WHAT IS EXPECTED: Find the line with "Can you see the fishing boat" and the line with "Can you see the building" in the entries below; output exactly those two lines, every line between them, and no others.

TASK MATERIAL:
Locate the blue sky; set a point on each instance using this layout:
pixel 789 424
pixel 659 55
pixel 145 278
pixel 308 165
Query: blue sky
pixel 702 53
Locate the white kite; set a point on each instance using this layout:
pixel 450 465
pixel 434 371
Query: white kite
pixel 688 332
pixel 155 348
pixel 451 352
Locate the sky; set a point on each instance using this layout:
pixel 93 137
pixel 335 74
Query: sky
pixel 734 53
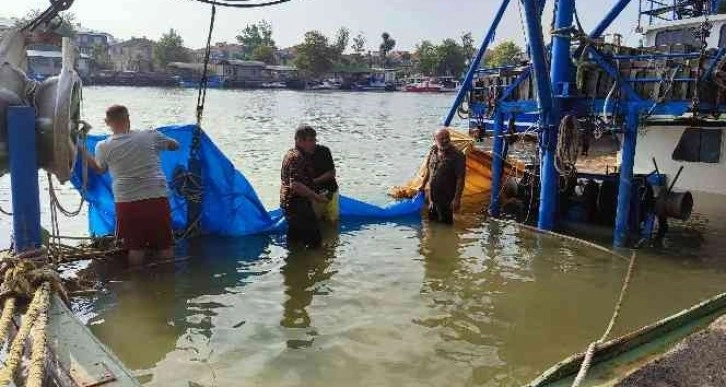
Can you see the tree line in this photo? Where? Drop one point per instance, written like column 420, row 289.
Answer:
column 319, row 54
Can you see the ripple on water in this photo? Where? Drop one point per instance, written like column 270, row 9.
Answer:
column 396, row 304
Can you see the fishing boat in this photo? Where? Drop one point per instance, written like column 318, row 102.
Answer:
column 60, row 348
column 659, row 104
column 426, row 86
column 614, row 360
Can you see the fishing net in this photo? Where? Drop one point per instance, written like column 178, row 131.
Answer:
column 230, row 205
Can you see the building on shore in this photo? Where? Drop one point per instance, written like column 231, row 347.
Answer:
column 95, row 44
column 44, row 63
column 5, row 25
column 135, row 54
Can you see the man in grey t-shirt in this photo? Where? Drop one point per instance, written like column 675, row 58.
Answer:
column 143, row 216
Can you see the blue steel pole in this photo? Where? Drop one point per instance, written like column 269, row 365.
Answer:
column 497, row 164
column 476, row 62
column 24, row 178
column 548, row 177
column 609, row 18
column 561, row 70
column 626, row 177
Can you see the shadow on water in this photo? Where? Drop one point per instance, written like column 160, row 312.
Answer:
column 152, row 307
column 305, row 274
column 143, row 315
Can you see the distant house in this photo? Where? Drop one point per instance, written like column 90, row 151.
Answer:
column 5, row 25
column 135, row 54
column 46, row 63
column 88, row 41
column 244, row 70
column 220, row 51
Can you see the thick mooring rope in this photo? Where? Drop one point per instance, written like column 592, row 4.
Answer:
column 38, row 306
column 587, row 361
column 6, row 319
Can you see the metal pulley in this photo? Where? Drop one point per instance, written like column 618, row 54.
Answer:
column 57, row 101
column 678, row 205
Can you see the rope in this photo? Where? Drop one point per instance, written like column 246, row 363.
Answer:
column 587, row 361
column 567, row 146
column 6, row 319
column 38, row 306
column 203, row 82
column 38, row 349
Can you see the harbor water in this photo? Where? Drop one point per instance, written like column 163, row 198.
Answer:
column 403, row 303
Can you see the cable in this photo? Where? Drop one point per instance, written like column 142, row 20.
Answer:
column 243, row 3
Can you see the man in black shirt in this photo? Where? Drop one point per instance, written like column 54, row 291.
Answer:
column 446, row 172
column 325, row 184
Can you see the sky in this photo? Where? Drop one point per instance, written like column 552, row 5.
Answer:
column 407, row 21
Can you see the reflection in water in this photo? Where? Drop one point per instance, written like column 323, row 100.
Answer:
column 152, row 307
column 305, row 275
column 479, row 303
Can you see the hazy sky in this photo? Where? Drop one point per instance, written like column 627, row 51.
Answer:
column 408, row 21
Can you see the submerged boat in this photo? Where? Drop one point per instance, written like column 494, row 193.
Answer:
column 615, row 360
column 659, row 104
column 427, row 86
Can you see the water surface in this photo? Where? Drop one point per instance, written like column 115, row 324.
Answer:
column 403, row 303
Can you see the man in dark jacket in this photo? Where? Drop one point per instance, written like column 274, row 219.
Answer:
column 445, row 173
column 297, row 193
column 325, row 184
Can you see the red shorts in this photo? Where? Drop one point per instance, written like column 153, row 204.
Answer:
column 144, row 224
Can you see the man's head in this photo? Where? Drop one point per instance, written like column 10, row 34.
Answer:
column 305, row 138
column 117, row 118
column 443, row 139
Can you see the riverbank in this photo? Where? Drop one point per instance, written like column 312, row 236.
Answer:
column 696, row 361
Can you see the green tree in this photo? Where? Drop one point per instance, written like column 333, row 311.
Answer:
column 428, row 60
column 63, row 24
column 264, row 54
column 387, row 45
column 504, row 54
column 451, row 58
column 359, row 48
column 170, row 48
column 314, row 55
column 467, row 43
column 342, row 38
column 256, row 35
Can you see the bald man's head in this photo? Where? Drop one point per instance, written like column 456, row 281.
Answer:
column 442, row 138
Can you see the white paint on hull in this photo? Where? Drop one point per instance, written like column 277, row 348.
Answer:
column 659, row 142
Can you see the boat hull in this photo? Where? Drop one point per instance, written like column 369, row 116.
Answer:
column 619, row 357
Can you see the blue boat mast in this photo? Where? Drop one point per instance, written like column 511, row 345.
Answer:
column 551, row 72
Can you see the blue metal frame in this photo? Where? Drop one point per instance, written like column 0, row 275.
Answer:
column 609, row 18
column 24, row 178
column 497, row 164
column 552, row 85
column 626, row 177
column 476, row 63
column 548, row 113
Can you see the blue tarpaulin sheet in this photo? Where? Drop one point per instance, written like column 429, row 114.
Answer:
column 230, row 205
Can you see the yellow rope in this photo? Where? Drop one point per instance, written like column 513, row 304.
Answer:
column 39, row 351
column 587, row 361
column 15, row 355
column 6, row 319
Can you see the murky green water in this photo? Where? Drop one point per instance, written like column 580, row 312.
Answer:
column 393, row 304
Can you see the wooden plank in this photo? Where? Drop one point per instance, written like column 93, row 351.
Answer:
column 77, row 357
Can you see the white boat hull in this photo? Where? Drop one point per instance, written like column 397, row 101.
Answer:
column 706, row 181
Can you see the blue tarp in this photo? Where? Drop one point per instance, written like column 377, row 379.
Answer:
column 230, row 205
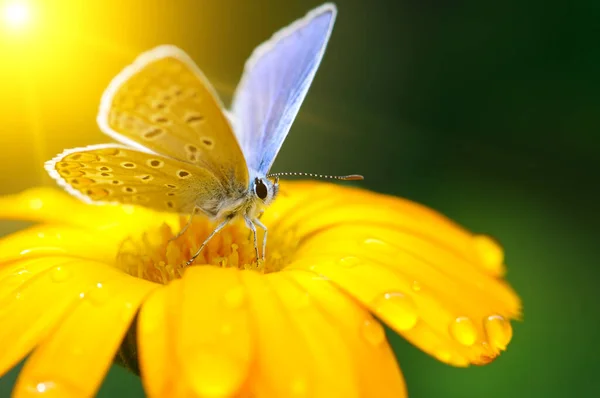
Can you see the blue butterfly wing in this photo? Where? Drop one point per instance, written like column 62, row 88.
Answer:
column 275, row 81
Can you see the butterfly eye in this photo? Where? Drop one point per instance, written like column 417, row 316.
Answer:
column 260, row 189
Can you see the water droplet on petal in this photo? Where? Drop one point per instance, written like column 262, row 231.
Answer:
column 498, row 330
column 349, row 261
column 373, row 332
column 36, row 204
column 44, row 387
column 463, row 330
column 60, row 274
column 234, row 297
column 301, row 300
column 490, row 253
column 299, row 387
column 98, row 294
column 398, row 309
column 443, row 356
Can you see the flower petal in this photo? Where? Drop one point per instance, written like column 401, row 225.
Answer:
column 331, row 361
column 34, row 294
column 53, row 240
column 350, row 206
column 422, row 317
column 156, row 333
column 372, row 359
column 284, row 365
column 86, row 339
column 49, row 205
column 429, row 279
column 215, row 336
column 156, row 337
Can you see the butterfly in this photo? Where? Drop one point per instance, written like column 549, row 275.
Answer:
column 180, row 150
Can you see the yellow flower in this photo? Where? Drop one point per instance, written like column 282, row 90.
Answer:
column 301, row 324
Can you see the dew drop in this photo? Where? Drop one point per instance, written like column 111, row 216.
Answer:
column 398, row 308
column 463, row 331
column 234, row 297
column 60, row 274
column 490, row 253
column 443, row 356
column 498, row 331
column 98, row 294
column 373, row 332
column 349, row 261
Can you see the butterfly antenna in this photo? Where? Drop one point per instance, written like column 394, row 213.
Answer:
column 351, row 177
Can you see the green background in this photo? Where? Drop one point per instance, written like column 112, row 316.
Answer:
column 486, row 111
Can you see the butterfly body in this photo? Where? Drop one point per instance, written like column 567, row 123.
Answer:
column 179, row 149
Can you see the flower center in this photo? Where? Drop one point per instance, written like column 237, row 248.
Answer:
column 158, row 255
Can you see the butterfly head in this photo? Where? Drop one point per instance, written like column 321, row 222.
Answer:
column 265, row 189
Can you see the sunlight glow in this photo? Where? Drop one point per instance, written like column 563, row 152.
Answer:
column 16, row 14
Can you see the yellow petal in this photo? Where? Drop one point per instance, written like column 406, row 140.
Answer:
column 53, row 240
column 85, row 340
column 57, row 207
column 284, row 365
column 34, row 306
column 333, row 373
column 421, row 317
column 157, row 332
column 216, row 337
column 336, row 206
column 372, row 359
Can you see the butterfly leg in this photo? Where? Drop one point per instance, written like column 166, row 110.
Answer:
column 264, row 228
column 250, row 225
column 213, row 233
column 185, row 228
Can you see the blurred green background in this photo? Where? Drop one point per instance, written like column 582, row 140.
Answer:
column 486, row 111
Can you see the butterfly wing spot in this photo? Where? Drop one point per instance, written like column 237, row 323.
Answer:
column 160, row 119
column 208, row 143
column 82, row 157
column 155, row 163
column 141, row 199
column 153, row 133
column 193, row 118
column 146, row 177
column 82, row 182
column 110, row 152
column 192, row 152
column 183, row 174
column 72, row 173
column 68, row 165
column 177, row 91
column 97, row 193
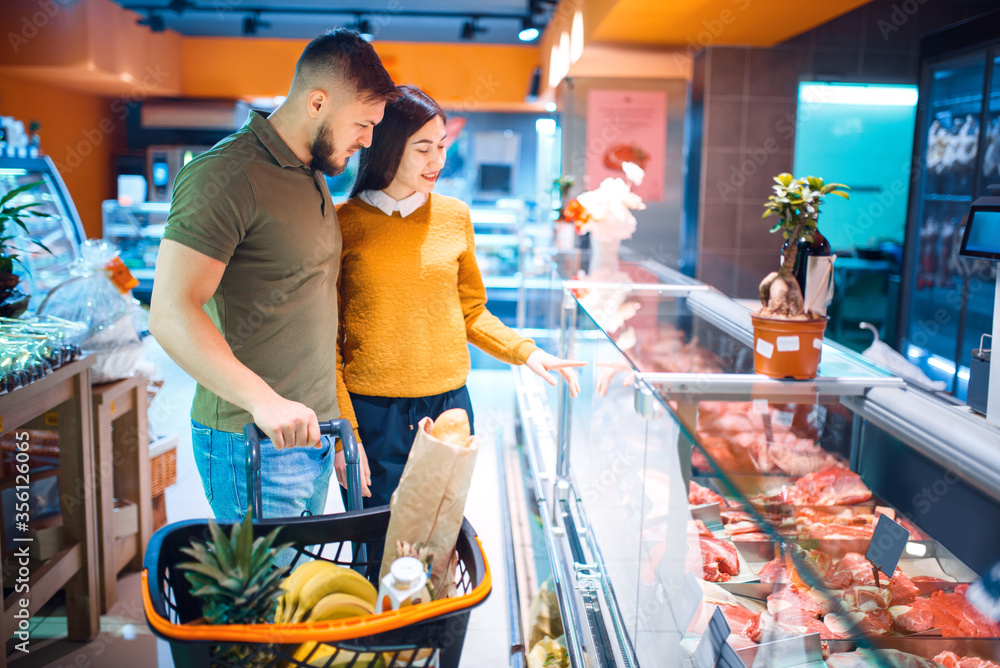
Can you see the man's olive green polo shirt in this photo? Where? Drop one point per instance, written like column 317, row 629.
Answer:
column 251, row 203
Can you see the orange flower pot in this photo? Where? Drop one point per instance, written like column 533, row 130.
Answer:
column 787, row 348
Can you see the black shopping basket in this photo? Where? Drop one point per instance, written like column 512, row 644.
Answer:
column 429, row 634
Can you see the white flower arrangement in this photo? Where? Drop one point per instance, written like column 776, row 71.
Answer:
column 606, row 213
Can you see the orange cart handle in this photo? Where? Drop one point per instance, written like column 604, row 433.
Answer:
column 329, row 631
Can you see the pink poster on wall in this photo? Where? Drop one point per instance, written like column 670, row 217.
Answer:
column 627, row 126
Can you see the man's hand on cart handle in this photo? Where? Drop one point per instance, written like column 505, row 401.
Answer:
column 542, row 362
column 288, row 424
column 340, row 466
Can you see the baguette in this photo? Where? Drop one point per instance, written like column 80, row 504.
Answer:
column 452, row 427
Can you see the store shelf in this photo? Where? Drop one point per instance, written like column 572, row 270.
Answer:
column 65, row 393
column 741, row 386
column 933, row 197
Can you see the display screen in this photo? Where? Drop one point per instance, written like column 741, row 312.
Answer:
column 160, row 174
column 982, row 234
column 494, row 178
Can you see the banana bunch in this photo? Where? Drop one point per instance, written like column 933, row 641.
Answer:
column 320, row 590
column 310, row 654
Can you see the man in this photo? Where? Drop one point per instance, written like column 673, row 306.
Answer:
column 245, row 295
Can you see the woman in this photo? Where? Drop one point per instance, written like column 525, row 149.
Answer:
column 411, row 296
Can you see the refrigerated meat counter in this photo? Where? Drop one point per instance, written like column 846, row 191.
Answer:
column 60, row 230
column 692, row 510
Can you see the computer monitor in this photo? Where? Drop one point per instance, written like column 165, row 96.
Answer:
column 982, row 230
column 495, row 179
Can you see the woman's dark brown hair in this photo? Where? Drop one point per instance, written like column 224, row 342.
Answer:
column 377, row 164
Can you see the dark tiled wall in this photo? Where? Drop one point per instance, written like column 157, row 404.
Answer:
column 749, row 100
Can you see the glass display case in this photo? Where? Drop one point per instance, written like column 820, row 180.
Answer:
column 136, row 230
column 679, row 485
column 61, row 232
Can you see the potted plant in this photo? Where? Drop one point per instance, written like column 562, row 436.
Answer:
column 787, row 335
column 13, row 301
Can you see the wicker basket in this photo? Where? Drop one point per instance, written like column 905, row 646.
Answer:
column 163, row 471
column 159, row 504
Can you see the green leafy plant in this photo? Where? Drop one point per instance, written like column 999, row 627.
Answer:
column 796, row 203
column 16, row 215
column 237, row 581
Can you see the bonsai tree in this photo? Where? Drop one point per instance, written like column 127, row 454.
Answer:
column 796, row 203
column 16, row 215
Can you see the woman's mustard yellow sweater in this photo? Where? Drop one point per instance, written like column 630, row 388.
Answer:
column 411, row 296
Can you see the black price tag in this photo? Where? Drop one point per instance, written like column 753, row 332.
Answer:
column 713, row 650
column 888, row 543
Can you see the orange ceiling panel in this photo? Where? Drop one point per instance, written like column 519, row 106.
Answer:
column 701, row 23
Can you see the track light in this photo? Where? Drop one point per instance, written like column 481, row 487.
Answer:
column 471, row 28
column 528, row 31
column 364, row 27
column 253, row 23
column 155, row 22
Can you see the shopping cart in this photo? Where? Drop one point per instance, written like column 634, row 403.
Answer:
column 429, row 634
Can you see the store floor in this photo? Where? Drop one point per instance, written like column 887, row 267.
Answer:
column 125, row 640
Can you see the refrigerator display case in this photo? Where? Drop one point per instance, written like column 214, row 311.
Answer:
column 948, row 299
column 679, row 483
column 61, row 232
column 136, row 230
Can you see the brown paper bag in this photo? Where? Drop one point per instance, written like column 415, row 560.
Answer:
column 429, row 503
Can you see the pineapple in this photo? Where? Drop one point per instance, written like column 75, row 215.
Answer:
column 237, row 581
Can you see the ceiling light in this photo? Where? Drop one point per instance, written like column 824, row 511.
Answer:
column 365, row 28
column 252, row 23
column 155, row 22
column 362, row 26
column 528, row 30
column 471, row 28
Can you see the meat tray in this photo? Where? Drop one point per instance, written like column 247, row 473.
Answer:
column 928, row 648
column 928, row 558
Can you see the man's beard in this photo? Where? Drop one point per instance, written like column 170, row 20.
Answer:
column 323, row 150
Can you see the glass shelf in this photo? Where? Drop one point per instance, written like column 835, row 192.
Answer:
column 679, row 482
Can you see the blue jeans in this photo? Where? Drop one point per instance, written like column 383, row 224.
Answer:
column 292, row 479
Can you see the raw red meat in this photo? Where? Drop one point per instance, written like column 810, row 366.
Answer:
column 709, row 558
column 952, row 660
column 864, row 658
column 773, row 571
column 698, row 495
column 852, row 569
column 779, row 570
column 742, row 621
column 914, row 618
column 719, row 560
column 960, row 619
column 830, row 486
column 902, row 588
column 735, row 438
column 794, row 605
column 866, row 599
column 854, row 624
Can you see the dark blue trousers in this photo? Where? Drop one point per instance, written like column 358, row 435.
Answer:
column 388, row 426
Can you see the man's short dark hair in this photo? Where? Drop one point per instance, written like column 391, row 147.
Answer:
column 343, row 54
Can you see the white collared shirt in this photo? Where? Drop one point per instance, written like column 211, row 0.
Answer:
column 387, row 205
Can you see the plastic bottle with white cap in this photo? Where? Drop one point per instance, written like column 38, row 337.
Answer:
column 404, row 584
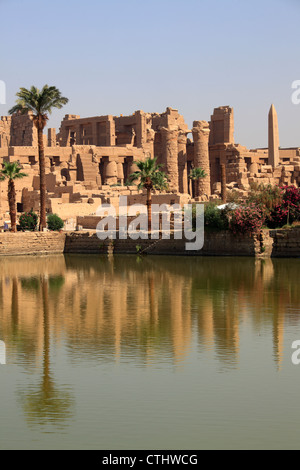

WRITTEN RESPONSE:
Can you see the fishing boat in this photo? Where? Drop one point per instance, written like column 318, row 102.
Answer:
column 60, row 348
column 659, row 104
column 426, row 86
column 614, row 360
Can you see the fishing net in this photo? Where? Drop one point per instance, written like column 178, row 131.
Answer:
column 230, row 205
Can you see the building on shore in this photo? Where? Drop one point per instance, written like column 231, row 347.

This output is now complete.